== DATA RECORDS

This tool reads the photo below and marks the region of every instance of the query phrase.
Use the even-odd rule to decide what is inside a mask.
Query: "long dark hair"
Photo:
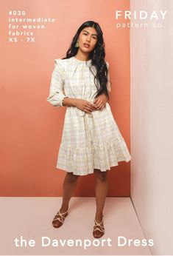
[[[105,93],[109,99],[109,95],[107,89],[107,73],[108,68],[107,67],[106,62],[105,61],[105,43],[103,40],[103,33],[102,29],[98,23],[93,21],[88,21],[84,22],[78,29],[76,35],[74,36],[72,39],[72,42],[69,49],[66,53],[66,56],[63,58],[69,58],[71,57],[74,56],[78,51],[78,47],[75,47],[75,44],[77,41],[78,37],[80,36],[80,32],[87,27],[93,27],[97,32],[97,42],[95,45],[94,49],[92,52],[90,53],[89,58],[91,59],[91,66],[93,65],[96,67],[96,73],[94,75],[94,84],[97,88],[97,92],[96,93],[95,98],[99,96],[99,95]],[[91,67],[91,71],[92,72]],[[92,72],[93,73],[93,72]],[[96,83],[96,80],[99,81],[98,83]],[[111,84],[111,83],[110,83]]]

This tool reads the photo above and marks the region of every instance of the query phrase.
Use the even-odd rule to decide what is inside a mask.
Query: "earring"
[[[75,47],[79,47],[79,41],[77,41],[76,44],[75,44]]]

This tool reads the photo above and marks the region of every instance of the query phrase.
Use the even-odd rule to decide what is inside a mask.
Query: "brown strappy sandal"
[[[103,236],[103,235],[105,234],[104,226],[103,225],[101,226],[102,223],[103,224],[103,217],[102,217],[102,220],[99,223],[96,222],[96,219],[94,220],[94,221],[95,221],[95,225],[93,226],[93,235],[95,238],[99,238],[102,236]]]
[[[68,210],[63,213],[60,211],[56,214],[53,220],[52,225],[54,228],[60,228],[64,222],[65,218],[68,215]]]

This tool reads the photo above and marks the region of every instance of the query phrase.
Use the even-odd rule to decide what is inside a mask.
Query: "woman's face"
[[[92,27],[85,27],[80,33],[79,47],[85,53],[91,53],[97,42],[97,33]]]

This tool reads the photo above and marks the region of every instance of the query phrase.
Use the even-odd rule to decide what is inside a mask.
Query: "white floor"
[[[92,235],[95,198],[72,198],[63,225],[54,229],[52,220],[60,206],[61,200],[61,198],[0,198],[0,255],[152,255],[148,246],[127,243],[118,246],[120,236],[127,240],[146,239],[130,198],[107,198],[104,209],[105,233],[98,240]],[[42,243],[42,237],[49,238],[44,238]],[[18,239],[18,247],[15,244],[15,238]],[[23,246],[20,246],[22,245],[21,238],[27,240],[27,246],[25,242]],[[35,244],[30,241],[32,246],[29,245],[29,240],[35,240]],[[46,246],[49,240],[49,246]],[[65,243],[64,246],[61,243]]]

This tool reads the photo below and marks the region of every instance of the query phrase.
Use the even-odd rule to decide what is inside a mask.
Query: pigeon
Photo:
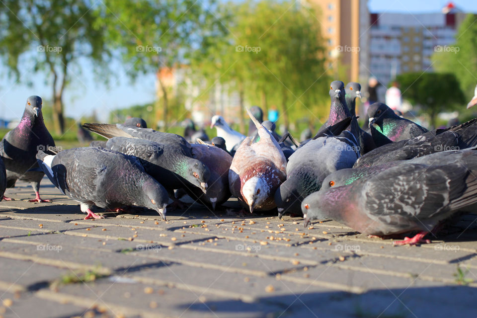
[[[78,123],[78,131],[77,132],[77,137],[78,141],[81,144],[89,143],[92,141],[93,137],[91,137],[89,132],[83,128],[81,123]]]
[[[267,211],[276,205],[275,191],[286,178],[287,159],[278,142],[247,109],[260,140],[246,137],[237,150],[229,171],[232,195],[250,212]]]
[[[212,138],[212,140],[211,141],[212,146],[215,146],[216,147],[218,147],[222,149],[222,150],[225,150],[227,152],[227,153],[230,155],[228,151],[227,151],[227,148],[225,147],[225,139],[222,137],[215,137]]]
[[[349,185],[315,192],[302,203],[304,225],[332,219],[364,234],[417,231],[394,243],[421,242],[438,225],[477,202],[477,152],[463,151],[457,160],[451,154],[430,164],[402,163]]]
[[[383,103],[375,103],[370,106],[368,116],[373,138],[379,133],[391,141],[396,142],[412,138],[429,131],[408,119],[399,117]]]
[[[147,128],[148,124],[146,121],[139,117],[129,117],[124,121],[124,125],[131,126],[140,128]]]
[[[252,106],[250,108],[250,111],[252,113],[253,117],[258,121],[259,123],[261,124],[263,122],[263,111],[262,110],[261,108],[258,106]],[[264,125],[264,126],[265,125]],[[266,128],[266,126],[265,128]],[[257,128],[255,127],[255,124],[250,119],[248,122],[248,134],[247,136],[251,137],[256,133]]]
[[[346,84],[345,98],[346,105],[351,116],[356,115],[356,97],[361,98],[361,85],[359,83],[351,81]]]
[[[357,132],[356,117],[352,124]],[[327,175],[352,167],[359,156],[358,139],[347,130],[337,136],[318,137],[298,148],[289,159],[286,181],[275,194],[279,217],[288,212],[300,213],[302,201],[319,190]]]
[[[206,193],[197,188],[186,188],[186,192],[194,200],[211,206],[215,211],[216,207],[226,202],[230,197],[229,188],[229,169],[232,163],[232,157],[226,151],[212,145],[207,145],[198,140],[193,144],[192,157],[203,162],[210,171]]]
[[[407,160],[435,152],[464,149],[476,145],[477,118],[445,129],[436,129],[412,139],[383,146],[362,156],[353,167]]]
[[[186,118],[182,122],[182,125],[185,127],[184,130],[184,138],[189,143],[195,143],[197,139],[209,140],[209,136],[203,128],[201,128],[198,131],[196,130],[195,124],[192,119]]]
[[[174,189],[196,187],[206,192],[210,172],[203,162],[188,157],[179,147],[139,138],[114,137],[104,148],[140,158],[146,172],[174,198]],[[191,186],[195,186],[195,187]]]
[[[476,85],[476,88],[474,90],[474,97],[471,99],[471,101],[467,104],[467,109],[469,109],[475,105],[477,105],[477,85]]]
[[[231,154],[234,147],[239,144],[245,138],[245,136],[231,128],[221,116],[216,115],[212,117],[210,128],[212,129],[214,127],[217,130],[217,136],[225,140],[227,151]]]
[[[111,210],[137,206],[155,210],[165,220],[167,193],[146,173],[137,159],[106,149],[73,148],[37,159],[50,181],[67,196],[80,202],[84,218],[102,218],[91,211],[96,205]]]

====

■ PROBLEM DESCRIPTION: Reproduce all of the material above, swapping every "query phrase" for "search phrase" and changing nothing else. Leave out the pictures.

■ THE RESULT:
This tool reads the photo below and marks the region of every instance of the search phrase.
Use the even-odd rule to decide what is inside a mask.
Query: "long dark hair"
Photo:
[[[105,93],[109,99],[109,95],[107,89],[107,73],[108,68],[107,67],[106,62],[105,61],[105,43],[103,40],[103,33],[102,29],[98,23],[93,21],[88,21],[84,22],[78,29],[76,35],[74,36],[72,39],[72,42],[69,49],[66,53],[66,56],[63,58],[69,58],[71,57],[74,56],[78,51],[78,47],[75,47],[75,44],[77,41],[78,37],[80,36],[80,32],[87,27],[93,27],[97,32],[97,42],[95,45],[94,49],[92,52],[90,53],[89,58],[91,59],[91,66],[93,65],[96,67],[96,73],[94,75],[94,84],[97,88],[97,92],[96,93],[95,98],[99,96],[99,95]],[[91,67],[91,71],[92,72]],[[92,72],[93,73],[93,72]],[[96,83],[96,80],[99,81],[98,83]],[[111,84],[111,83],[110,83]]]

This tool reads the photo above and marks the region of every instance of the search phrase.
Use the even-odd rule to decide what is inside a mask.
Query: "earring"
[[[75,47],[79,47],[79,41],[77,41],[76,44],[75,44]]]

This tool reads the photo above and marks the region of every instance of the search phrase.
Use the even-odd rule to decide what is inside a mask.
Query: "brown strappy sandal"
[[[103,236],[103,235],[105,234],[104,226],[103,225],[101,226],[102,223],[103,224],[103,217],[102,217],[102,220],[99,223],[96,222],[96,219],[94,220],[94,221],[95,221],[95,225],[93,226],[93,235],[95,238],[99,238],[102,236]]]
[[[68,210],[63,213],[60,211],[56,214],[53,220],[52,225],[54,228],[60,228],[64,222],[65,218],[68,215]]]

This tool reads the photo above and marks the region of every instance of the search phrase.
Use the even-odd rule to decide what is inside a mask.
Query: "woman's face"
[[[92,27],[85,27],[80,33],[79,47],[85,53],[91,53],[97,42],[97,33]]]

This tool reads the photo above and marks the region of every instance of the search phrase.
Use the even-odd rule to decide what is inside a mask.
Query: "white floor"
[[[92,235],[95,198],[72,198],[63,225],[54,229],[52,220],[60,206],[61,200],[61,198],[0,198],[0,255],[152,255],[148,246],[127,243],[118,246],[120,236],[127,240],[146,239],[130,198],[107,198],[104,209],[105,233],[98,240]],[[42,243],[42,237],[49,238],[44,238]],[[18,239],[18,247],[15,244],[15,238]],[[23,246],[20,246],[22,245],[21,238],[27,240],[27,246],[25,242]],[[35,244],[30,241],[32,246],[29,245],[29,240],[35,240]],[[46,246],[49,240],[49,246]],[[65,243],[64,246],[61,243]]]

This tool reads the photo below and marks the region of every instance of the search phrase.
Use the even-odd rule to decide what is inside a mask.
Query: pigeon
Photo:
[[[78,123],[78,131],[77,132],[77,137],[78,141],[81,144],[89,143],[92,141],[93,137],[91,137],[89,132],[83,128],[81,123]]]
[[[267,211],[276,205],[275,191],[286,178],[287,159],[278,142],[247,109],[260,140],[246,137],[237,150],[229,171],[232,195],[250,212]]]
[[[212,138],[212,140],[211,141],[212,146],[215,146],[216,147],[218,147],[222,149],[222,150],[225,150],[227,152],[227,153],[230,155],[228,151],[227,151],[227,148],[225,147],[225,139],[222,137],[215,137]]]
[[[349,185],[315,192],[302,203],[304,225],[332,219],[364,234],[417,231],[394,243],[421,242],[438,225],[477,202],[477,152],[463,151],[457,160],[451,154],[430,164],[402,163]]]
[[[383,103],[375,103],[370,106],[368,116],[373,138],[379,133],[391,141],[396,142],[412,138],[429,131],[408,119],[399,117]]]
[[[147,128],[148,124],[146,121],[139,117],[129,117],[124,121],[124,125],[131,126],[140,128]]]
[[[252,106],[250,108],[250,111],[252,113],[253,117],[258,121],[259,123],[261,124],[263,122],[263,111],[262,110],[261,108],[258,106]],[[264,125],[264,126],[265,125]],[[266,128],[266,126],[265,128]],[[257,128],[255,127],[255,124],[250,119],[248,122],[248,134],[247,136],[251,137],[256,133]]]
[[[346,84],[345,98],[346,105],[351,116],[356,115],[356,97],[361,98],[361,85],[359,83],[351,81]]]
[[[357,132],[356,117],[352,124]],[[327,175],[352,167],[359,156],[358,139],[347,130],[337,136],[318,137],[298,148],[289,159],[286,181],[275,194],[279,217],[288,212],[300,213],[302,201],[319,190]]]
[[[206,193],[197,188],[186,188],[186,192],[194,200],[211,206],[215,211],[216,207],[226,202],[230,197],[229,188],[229,169],[232,163],[232,157],[226,151],[212,145],[207,145],[198,140],[193,144],[192,157],[203,162],[210,171]]]
[[[407,160],[435,152],[464,149],[476,145],[477,118],[445,129],[436,129],[412,139],[383,146],[362,156],[353,167]]]
[[[186,118],[182,122],[182,125],[185,127],[184,130],[184,138],[189,143],[195,143],[197,139],[209,140],[209,136],[203,128],[201,128],[198,131],[196,130],[195,124],[192,119]]]
[[[174,189],[196,187],[206,192],[210,172],[203,162],[188,157],[179,147],[139,138],[114,137],[104,148],[140,158],[146,172],[174,198]],[[191,186],[195,186],[195,187]]]
[[[476,85],[476,88],[474,90],[474,97],[471,99],[471,101],[467,104],[467,109],[469,109],[475,105],[477,105],[477,85]]]
[[[231,154],[234,147],[239,144],[245,138],[245,136],[231,128],[221,116],[216,115],[212,117],[210,128],[212,129],[214,127],[217,130],[217,136],[225,140],[227,151]]]
[[[111,210],[137,206],[155,210],[165,220],[167,193],[146,173],[137,159],[106,149],[73,148],[37,159],[50,181],[67,196],[80,202],[84,218],[102,218],[91,211],[96,205]]]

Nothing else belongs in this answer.